Aim of the exercise:
Reproduce the records below in full and without edits, omitting images.

Extracted information:

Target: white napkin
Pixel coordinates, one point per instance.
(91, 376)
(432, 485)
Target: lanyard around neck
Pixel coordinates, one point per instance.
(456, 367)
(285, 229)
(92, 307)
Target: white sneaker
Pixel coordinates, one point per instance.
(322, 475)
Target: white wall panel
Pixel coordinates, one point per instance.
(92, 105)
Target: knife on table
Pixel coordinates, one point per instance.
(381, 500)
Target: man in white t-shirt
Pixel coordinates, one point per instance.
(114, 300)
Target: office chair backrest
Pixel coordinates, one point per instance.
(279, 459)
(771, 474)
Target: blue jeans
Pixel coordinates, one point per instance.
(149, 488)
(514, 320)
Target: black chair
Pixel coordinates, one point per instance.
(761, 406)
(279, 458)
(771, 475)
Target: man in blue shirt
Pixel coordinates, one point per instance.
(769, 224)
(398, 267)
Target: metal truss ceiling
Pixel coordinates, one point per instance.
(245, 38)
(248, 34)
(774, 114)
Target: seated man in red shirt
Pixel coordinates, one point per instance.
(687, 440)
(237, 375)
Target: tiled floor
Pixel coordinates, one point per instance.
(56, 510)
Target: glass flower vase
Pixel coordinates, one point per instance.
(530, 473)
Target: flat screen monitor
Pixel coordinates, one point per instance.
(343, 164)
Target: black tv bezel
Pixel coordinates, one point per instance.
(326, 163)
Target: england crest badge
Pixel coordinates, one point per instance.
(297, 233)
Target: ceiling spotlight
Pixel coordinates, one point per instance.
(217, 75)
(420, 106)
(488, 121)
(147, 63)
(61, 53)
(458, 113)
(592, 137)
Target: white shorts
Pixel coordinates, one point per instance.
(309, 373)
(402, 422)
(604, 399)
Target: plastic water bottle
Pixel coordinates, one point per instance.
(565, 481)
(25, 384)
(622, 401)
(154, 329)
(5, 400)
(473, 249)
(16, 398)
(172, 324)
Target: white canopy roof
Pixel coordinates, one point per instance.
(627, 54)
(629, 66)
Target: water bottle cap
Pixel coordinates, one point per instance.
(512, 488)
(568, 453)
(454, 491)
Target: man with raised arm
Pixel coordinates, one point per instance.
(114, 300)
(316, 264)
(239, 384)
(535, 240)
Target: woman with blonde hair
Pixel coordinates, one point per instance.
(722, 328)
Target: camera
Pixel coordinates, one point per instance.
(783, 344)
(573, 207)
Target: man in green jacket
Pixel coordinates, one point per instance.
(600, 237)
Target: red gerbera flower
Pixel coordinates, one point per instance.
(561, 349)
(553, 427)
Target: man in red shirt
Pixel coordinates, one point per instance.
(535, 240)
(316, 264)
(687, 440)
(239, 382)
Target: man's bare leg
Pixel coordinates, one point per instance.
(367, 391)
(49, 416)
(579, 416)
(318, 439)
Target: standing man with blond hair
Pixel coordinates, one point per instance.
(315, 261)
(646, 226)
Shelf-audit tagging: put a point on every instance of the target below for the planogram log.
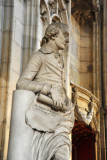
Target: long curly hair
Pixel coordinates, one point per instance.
(52, 31)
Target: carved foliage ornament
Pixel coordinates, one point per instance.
(83, 11)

The output:
Target: white napkin
Pixel coordinates, one point per instance.
(91, 376)
(432, 485)
Target: lanyard around neck
Pixel coordinates, one point per instance.
(456, 367)
(285, 229)
(92, 307)
Target: white sneaker
Pixel coordinates, one point per instance.
(322, 475)
Target: white wall panel
Pixel coordinates, one point per instance.
(92, 105)
Target: knife on table
Pixel coordinates, one point per instance.
(381, 500)
Target: man in white t-shirt
Pixel coordinates, one point per instance.
(114, 300)
Target: office chair backrest
Pixel coordinates, one point per instance.
(279, 459)
(771, 474)
Target: blue jeans
Pixel coordinates, one point per instance.
(149, 488)
(514, 320)
Target: black chair
Pixel coordinates, one point per instance.
(761, 406)
(279, 458)
(771, 475)
Target: man in blue shirt
Pixel coordinates, one point per instance.
(769, 224)
(398, 267)
Target: metal truss ceiling
Pixel coordinates, one point per instance.
(245, 38)
(248, 34)
(774, 114)
Target: seated man in red shirt
Pixel coordinates, one point per instance.
(687, 440)
(237, 375)
Target: tiled floor
Pixel coordinates, one point per instance.
(56, 510)
Target: glass flower vase
Pixel coordinates, one point per instance.
(530, 473)
Target: flat screen monitor
Pixel coordinates, one point per instance.
(343, 164)
Target: black tv bezel
Pixel coordinates, one point per instance.
(326, 163)
Target: england crest badge
Pixel coordinates, one point per instance.
(297, 233)
Target: ceiling spotlight
Pixel coordinates, one point per instance.
(217, 75)
(420, 106)
(488, 121)
(147, 63)
(61, 53)
(458, 113)
(592, 137)
Target: white shorts
Pixel coordinates, one point per instance.
(309, 373)
(402, 422)
(604, 399)
Target: plastic water bottle
Pixel coordinates, one point per instance.
(565, 481)
(25, 384)
(622, 401)
(154, 329)
(5, 400)
(473, 249)
(16, 398)
(172, 324)
Target: white canopy roof
Pixel coordinates, one point per instance.
(627, 54)
(629, 66)
Target: water bottle cap
Pixel coordinates, one point per instance.
(512, 488)
(568, 453)
(454, 491)
Target: man with raised arm
Pixel coordinates, one point per instance.
(114, 300)
(316, 264)
(239, 384)
(535, 240)
Target: woman with blonde hair
Pixel coordinates, one point per instance.
(722, 328)
Target: camera
Pixel coordinates, one point per instance.
(783, 344)
(573, 207)
Target: man in green jacket
Pixel coordinates, one point per instance.
(600, 237)
Target: red gerbera flower
Pixel coordinates, one point per instance.
(561, 349)
(553, 427)
Target: man in red shirt
Pixel coordinates, one point per instance.
(535, 240)
(316, 264)
(687, 440)
(239, 382)
Target: man's bare leg
Pixel coordinates, one point per instance.
(367, 391)
(49, 416)
(579, 416)
(318, 439)
Target: standing man with blond hair
Pixel coordinates, one point per instance.
(315, 261)
(646, 226)
Shelf-audit tagging: put a point on every instance of the target below for the planogram log.
Target: long curly hair
Pixel coordinates, one point per instance.
(52, 31)
Target: carved foliage ornament
Pixel coordinates, one point per instance.
(83, 11)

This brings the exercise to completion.